Victor and his wife, Mercy, funded the construction of the space, but they also received financial support from Pro Helvetia, a Swiss Cultural Fund, to install shelves and cabinets. OCA, a Norwegian organisation supporting artistic activities, partly financed the inaugural exhibition. Additionally, Jan Groth, a late artist and Victor’s former boss donated significantly towards the inaugural exhibition and even covered some administrative work for the centre.

The first-ever twelve-month exhibition at the LuCAC is aptly named “Prospice, Kwacha” and curated by Karen Monica Reini, a Zambian-Norwegian art historian. The inaugural exhibition brings together four unique artists Banji Chona, Sana Ginwalla, Daut Makala, and Germain Ngoma. The LuCAC is committed to showcasing thought-provoking and innovative artworks that stem from insightful research methods and working processes.

Step into the Lusaka Contemporary Art Centre’s inaugural exhibition, and you’ll be struck by the incredible diversity of artists on display. The artist’s diverse heritage contributes to their unique “Zambian” identity, and the result showcases cultural creativity unlike any other.
*****
§ REQUIRED WORK:
**a.** Render this sentence from the passage on the Lusaka Contemporary Art Centre into French: "OCA, a Norwegian organisation supporting artistic activities, partly financed the inaugural exhibition."
**b.** Using the passage on the Lusaka Contemporary Art Centre, answer each question:
(i) Which Swiss cultural fund provided support for installing shelves and cabinets?
(ii) Who curated "Prospice, Kwacha"?
(iii) How long does the first exhibition at the LuCAC run?
**c.** Write a continuation of the passage on the Lusaka Contemporary Art Centre, picking up after its final sentence.
None of the tasks here draws on the rows.

(Point localization data)
*****
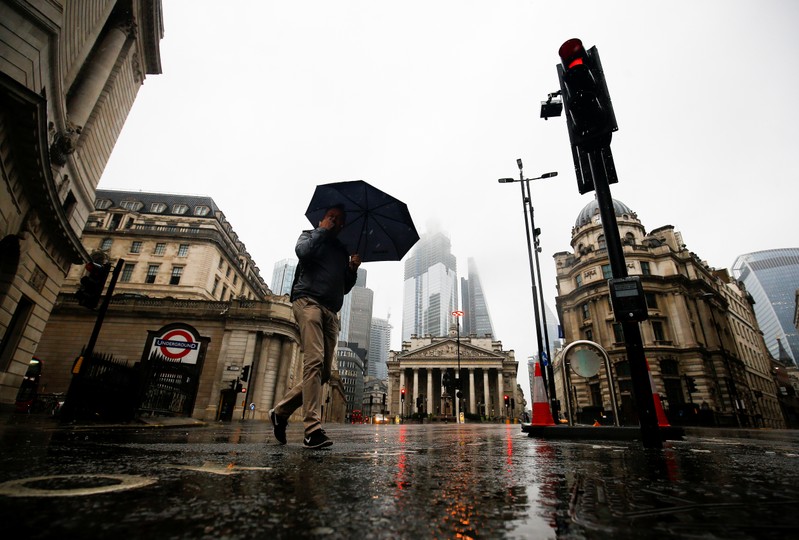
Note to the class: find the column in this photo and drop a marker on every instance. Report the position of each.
(415, 389)
(471, 391)
(500, 395)
(486, 393)
(96, 73)
(429, 396)
(399, 391)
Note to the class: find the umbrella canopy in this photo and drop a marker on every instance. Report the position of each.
(379, 227)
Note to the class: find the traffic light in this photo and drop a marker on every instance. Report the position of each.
(91, 284)
(589, 112)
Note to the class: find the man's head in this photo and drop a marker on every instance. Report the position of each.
(334, 219)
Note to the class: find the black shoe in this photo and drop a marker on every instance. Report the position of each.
(279, 425)
(317, 439)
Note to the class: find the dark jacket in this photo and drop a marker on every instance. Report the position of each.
(323, 272)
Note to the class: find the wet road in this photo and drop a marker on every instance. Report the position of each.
(233, 480)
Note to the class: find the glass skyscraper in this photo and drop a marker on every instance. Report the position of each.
(772, 278)
(476, 318)
(431, 287)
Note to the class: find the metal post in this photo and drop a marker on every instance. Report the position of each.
(650, 433)
(539, 342)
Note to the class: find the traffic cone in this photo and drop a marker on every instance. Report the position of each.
(542, 416)
(662, 420)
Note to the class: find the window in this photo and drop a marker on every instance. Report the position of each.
(133, 206)
(127, 272)
(14, 331)
(657, 329)
(177, 271)
(152, 270)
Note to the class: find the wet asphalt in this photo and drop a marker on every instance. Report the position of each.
(233, 480)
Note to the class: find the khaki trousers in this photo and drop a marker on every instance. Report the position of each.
(319, 328)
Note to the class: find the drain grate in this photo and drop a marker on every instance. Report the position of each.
(70, 485)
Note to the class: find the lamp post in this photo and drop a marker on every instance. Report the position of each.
(529, 224)
(458, 314)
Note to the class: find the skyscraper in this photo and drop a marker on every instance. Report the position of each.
(476, 319)
(379, 344)
(356, 317)
(431, 287)
(283, 276)
(772, 278)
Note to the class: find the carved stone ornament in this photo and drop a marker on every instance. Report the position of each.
(64, 143)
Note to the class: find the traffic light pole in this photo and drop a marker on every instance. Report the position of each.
(642, 391)
(84, 361)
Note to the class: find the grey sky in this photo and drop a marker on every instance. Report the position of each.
(432, 101)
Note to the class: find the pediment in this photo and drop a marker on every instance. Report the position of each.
(449, 349)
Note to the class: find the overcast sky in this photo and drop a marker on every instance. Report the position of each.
(432, 101)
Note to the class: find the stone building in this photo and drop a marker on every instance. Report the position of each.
(180, 246)
(487, 373)
(69, 74)
(181, 263)
(696, 322)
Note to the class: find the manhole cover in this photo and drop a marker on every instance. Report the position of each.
(68, 485)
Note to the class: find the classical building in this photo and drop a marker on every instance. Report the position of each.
(772, 278)
(487, 374)
(69, 74)
(182, 270)
(691, 338)
(180, 246)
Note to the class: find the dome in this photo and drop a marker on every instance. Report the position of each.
(591, 209)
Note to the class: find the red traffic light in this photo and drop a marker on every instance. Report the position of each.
(572, 53)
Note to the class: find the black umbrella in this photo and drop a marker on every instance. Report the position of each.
(379, 227)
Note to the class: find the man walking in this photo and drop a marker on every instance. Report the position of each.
(325, 273)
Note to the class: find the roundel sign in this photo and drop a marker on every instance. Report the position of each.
(177, 344)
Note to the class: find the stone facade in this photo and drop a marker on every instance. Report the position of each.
(691, 332)
(487, 373)
(259, 334)
(69, 74)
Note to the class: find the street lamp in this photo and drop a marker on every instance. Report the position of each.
(458, 314)
(539, 311)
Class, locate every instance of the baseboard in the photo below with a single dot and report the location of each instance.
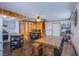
(74, 49)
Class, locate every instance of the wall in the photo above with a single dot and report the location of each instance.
(29, 26)
(53, 28)
(1, 40)
(75, 31)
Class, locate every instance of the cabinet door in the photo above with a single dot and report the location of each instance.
(56, 29)
(48, 29)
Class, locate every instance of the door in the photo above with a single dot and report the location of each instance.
(56, 29)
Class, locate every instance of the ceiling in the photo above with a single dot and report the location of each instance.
(49, 10)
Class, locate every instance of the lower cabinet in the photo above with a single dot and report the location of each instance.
(42, 49)
(48, 50)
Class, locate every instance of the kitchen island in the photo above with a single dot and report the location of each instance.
(49, 44)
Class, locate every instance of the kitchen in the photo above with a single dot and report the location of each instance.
(36, 35)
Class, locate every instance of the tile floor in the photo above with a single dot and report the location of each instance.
(27, 50)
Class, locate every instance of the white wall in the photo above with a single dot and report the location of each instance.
(53, 28)
(75, 31)
(1, 40)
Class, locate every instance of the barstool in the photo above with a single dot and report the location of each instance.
(37, 49)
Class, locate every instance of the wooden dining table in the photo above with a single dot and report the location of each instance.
(49, 44)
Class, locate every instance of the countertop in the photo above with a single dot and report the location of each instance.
(54, 41)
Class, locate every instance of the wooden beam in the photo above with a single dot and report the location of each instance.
(11, 13)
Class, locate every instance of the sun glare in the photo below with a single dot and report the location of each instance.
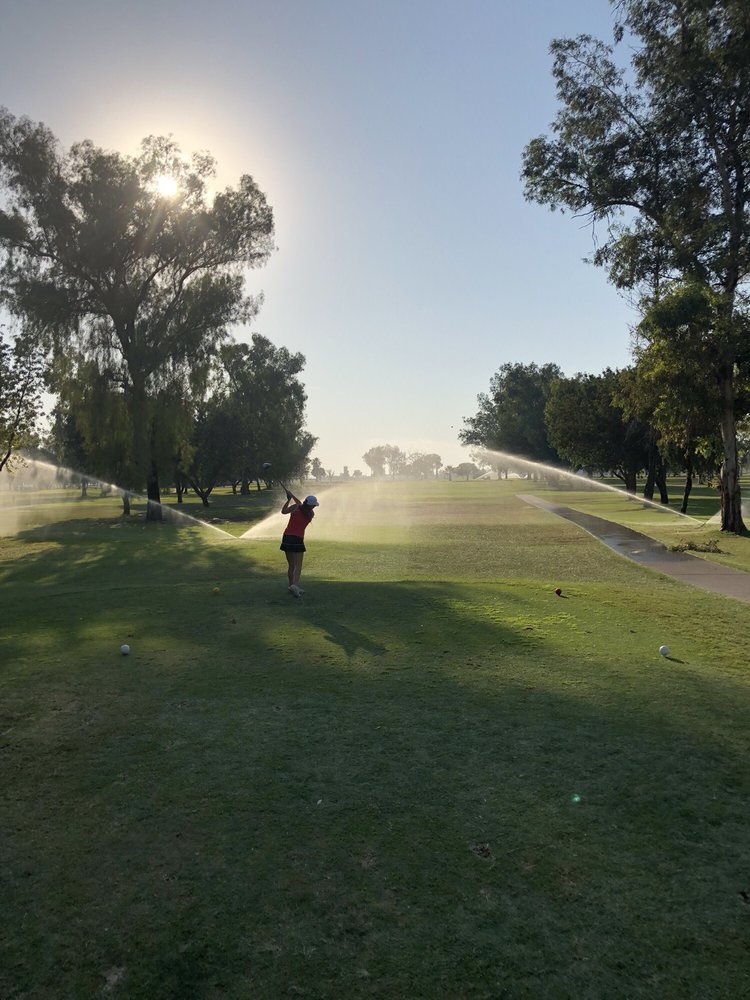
(166, 186)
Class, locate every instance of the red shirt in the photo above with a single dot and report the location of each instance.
(297, 523)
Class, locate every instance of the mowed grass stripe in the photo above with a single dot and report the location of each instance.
(370, 792)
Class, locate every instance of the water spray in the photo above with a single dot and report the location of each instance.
(169, 510)
(553, 472)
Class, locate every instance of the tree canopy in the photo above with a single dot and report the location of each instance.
(510, 417)
(659, 153)
(110, 270)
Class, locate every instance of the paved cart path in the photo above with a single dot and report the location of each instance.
(641, 549)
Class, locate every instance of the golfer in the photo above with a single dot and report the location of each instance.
(293, 541)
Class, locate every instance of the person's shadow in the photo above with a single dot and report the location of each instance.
(351, 642)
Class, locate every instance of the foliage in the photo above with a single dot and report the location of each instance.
(511, 417)
(110, 271)
(21, 370)
(660, 155)
(589, 429)
(267, 399)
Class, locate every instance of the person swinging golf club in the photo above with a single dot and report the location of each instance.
(293, 540)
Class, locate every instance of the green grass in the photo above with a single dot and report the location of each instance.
(696, 533)
(369, 792)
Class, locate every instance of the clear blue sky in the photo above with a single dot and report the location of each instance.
(387, 135)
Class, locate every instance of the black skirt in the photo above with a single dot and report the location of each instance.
(292, 543)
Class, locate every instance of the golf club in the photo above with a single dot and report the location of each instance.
(266, 467)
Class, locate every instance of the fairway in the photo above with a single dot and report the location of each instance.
(430, 777)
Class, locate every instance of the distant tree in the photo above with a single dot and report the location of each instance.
(466, 469)
(21, 369)
(659, 154)
(395, 460)
(112, 268)
(263, 387)
(678, 362)
(375, 459)
(510, 417)
(422, 466)
(589, 430)
(214, 445)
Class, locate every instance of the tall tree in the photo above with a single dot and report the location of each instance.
(21, 368)
(664, 163)
(268, 401)
(122, 260)
(590, 430)
(510, 417)
(375, 458)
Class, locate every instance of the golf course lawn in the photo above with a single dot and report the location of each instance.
(429, 777)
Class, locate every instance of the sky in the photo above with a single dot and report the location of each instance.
(388, 136)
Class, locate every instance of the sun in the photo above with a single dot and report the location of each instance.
(166, 185)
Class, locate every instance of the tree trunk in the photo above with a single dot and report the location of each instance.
(688, 481)
(661, 482)
(731, 498)
(648, 488)
(154, 510)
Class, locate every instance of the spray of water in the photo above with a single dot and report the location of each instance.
(13, 517)
(355, 511)
(574, 481)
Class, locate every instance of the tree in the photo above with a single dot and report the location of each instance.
(589, 430)
(375, 458)
(675, 378)
(214, 444)
(109, 267)
(664, 163)
(466, 469)
(268, 400)
(511, 417)
(21, 368)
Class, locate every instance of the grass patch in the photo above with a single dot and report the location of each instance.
(430, 777)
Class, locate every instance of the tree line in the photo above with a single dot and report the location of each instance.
(124, 278)
(656, 155)
(611, 423)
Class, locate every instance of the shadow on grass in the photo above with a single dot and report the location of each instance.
(383, 790)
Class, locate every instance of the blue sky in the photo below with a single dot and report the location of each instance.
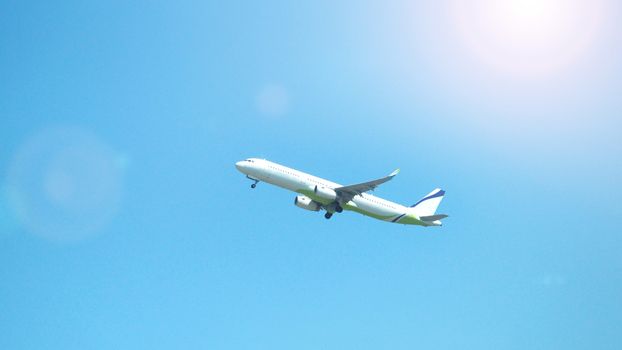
(124, 224)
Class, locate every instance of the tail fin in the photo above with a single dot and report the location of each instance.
(428, 204)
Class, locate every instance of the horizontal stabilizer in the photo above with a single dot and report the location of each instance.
(433, 217)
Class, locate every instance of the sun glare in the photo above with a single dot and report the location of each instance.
(527, 36)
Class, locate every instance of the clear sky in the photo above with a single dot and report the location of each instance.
(124, 224)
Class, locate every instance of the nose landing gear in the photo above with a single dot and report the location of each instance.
(256, 181)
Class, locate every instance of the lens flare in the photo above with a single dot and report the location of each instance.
(64, 184)
(527, 37)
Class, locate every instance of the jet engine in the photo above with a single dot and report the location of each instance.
(305, 202)
(325, 193)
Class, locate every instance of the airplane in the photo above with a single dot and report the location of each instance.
(317, 194)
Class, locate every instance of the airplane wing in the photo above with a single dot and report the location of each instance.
(348, 192)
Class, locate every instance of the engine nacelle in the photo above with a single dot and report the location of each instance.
(325, 193)
(305, 202)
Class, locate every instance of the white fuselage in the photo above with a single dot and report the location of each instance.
(303, 183)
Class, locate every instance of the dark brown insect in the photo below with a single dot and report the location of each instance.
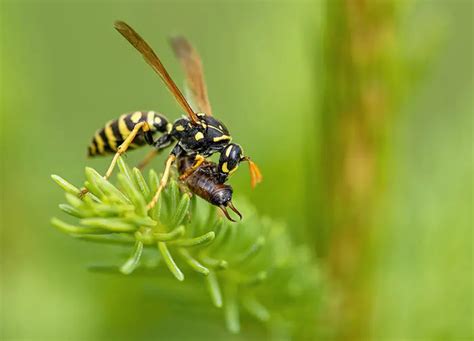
(204, 182)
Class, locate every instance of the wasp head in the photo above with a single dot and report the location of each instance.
(222, 198)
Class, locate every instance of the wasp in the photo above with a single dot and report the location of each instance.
(194, 137)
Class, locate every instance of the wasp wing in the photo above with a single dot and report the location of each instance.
(152, 59)
(193, 69)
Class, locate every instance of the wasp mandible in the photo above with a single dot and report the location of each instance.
(194, 138)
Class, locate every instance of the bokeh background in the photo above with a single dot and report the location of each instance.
(360, 114)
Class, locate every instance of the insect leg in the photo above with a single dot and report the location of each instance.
(161, 143)
(198, 160)
(163, 181)
(124, 146)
*****
§ RESPONSES:
**a.** OCA, une organisation norvégienne qui soutient les activités artistiques, a financé en partie l'exposition inaugurale.

**b.**
(i) Pro Helvetia
(ii) Karen Monica Reini, a Zambian-Norwegian art historian
(iii) Twelve months

**c.**
One artist who stands out is Germain Ngoma, an academician and artist based in Norway with maternal roots in Zimbabwe. For Germain, the exhibition’s rich mix of ideas and cultures has been an endless source of inspiration, driving his own work to new heights.

Another artist, Daut Makala, has created equally thought-provoking work. Drawing on the words of the book of Isaiah, his piece serves as a metaphor for mining and features a striking collage of images. From Daut’s self-portrait to icons like Patrice Lumumba and Sylvanus Olympio, his work leaves viewers wondering about the owners and beneficiaries of the mineral wealth buried in the earth of ‘the Continent.’

Meanwhile, Banji Chona, a female artist based in Simonga, Southern Province, is shaking up the art world with her concept of “Radical Re-imaginings.” By challenging preconceived notions of identity and the power dynamics behind the return of looted objects, Banji’s work has become a cultural repository of Zambian history and future. Her installation piece “Ngoma Zya Budima” is a powerful exploration of repatriation and a deeply personal healing process from grief.

Last but not least, Sana Ginwalla is a Zambian artist of Indian descent who is making waves with her photographic works. Her projects “Zambia Belonging” and “Everyday Lusaka” aim to preserve and present Zambian history through found and donated photographs, making her an artist to watch in the years to come.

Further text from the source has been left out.